-- REQUEST --
Copy out every one of the records below word for word, leaving out the pictures.

-- SUPPLIED MATERIAL --

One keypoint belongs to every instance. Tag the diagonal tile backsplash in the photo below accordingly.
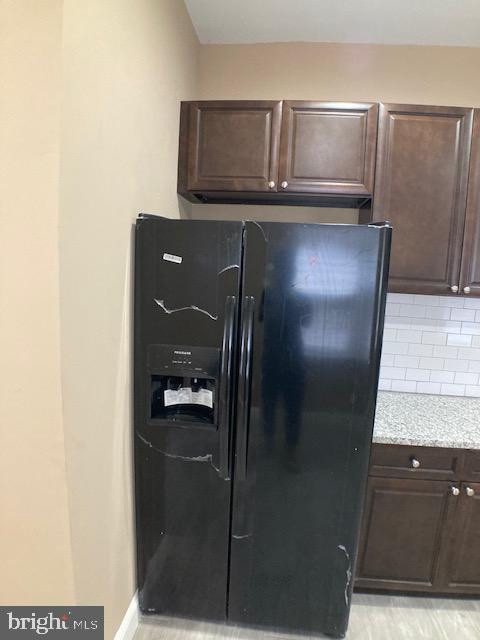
(431, 344)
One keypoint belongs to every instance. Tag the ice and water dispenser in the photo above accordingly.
(183, 385)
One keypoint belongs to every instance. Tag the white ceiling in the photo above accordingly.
(424, 22)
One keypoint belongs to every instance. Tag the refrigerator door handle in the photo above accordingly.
(224, 409)
(246, 347)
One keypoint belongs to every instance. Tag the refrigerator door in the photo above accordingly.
(311, 327)
(186, 300)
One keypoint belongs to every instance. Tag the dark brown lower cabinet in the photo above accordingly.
(402, 533)
(420, 536)
(459, 569)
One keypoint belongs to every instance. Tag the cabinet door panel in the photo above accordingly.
(470, 276)
(460, 562)
(233, 146)
(420, 187)
(328, 147)
(402, 533)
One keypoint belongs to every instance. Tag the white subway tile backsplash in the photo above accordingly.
(469, 353)
(404, 298)
(442, 376)
(474, 366)
(431, 345)
(421, 375)
(420, 350)
(434, 337)
(406, 361)
(472, 391)
(389, 334)
(454, 302)
(392, 309)
(471, 328)
(472, 303)
(449, 325)
(466, 378)
(431, 363)
(462, 314)
(393, 373)
(455, 365)
(428, 387)
(397, 322)
(452, 390)
(429, 301)
(424, 324)
(409, 335)
(445, 352)
(384, 385)
(404, 385)
(387, 360)
(400, 348)
(418, 311)
(459, 340)
(439, 313)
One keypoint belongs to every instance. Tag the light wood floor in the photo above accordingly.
(373, 617)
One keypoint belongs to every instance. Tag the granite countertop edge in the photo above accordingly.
(422, 420)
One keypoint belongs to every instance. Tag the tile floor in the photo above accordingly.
(373, 617)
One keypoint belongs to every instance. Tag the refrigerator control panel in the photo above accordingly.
(183, 385)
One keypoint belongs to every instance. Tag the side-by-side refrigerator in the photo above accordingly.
(257, 349)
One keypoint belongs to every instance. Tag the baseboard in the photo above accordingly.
(129, 625)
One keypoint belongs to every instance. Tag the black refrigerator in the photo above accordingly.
(257, 349)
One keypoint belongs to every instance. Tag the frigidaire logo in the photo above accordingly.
(61, 622)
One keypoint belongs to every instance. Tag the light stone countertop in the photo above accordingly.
(427, 421)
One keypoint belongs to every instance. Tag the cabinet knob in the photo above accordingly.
(415, 463)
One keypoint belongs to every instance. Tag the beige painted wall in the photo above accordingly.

-- THE ANSWER --
One keypoint belongs to every instance. Tag the diagonal tile backsplash in the photo below accordingly.
(431, 344)
One keypoint belongs to every instance. Tag the ice and water dispenser in the photo above accordingly.
(183, 385)
One keypoint belongs to every instance. Tag the white ceiling in the photo above accordingly.
(424, 22)
One keypoint belongs to every instance. Tag the refrigerator door handle in the photo above accordingly.
(224, 409)
(246, 347)
One keypoint belongs to every instance. Tag the refrigerator door in the photo above accordingly.
(311, 327)
(186, 300)
One keypoint belongs to every instance. Tag the dark brown lower cabinet in the photo above accordingly.
(402, 533)
(420, 536)
(459, 569)
One keypoint belongs to every instance. Tag the cabinet door panel in the photo above accordingly.
(470, 276)
(460, 562)
(233, 146)
(420, 187)
(328, 147)
(402, 533)
One keypoint belongs to every instance. Tag the white subway tile backsplash in the photo above accordingly.
(469, 353)
(404, 298)
(442, 376)
(474, 366)
(431, 345)
(421, 375)
(420, 350)
(434, 337)
(406, 361)
(472, 391)
(389, 334)
(454, 302)
(392, 309)
(471, 328)
(472, 303)
(449, 325)
(466, 378)
(431, 363)
(462, 314)
(393, 373)
(455, 365)
(428, 387)
(397, 322)
(452, 390)
(429, 301)
(424, 324)
(409, 335)
(445, 352)
(384, 385)
(404, 385)
(387, 360)
(400, 348)
(418, 311)
(459, 340)
(439, 313)
One keypoint belongs to every instance. Tag the light wood floor in the photo above accordingly.
(373, 617)
One keypoint belongs to every instance. Tag the granite countertop edge in the photo above accordingly.
(422, 420)
One keypoint belongs to every instance. Tag the tile floor in the photo above accordingly.
(373, 617)
One keypoint belongs to every instance. Tag the refrigerator control panel in the photo above accordingly.
(183, 385)
One keypoint belongs to every instance. Tag the side-by-side refrigerator in the photo above accordingly.
(257, 349)
One keypoint belongs to every instance. Tag the baseboard in the photo above accordingly.
(129, 625)
One keypoint belongs to every instance. Tag the black refrigerator in the photo above accordingly.
(257, 349)
One keypoint belongs to every instance. Tag the frigidaire logo in the photo above accordingly.
(61, 622)
One keypoint belongs to every instance. Tag the light stone countertop in the photo above accordingly.
(427, 421)
One keypoint belongs to every instance. Tag the cabinet knob in the photo above accordingly.
(415, 463)
One keypoint belongs to every instance. Tag the beige painted wall in the photo above accordingly.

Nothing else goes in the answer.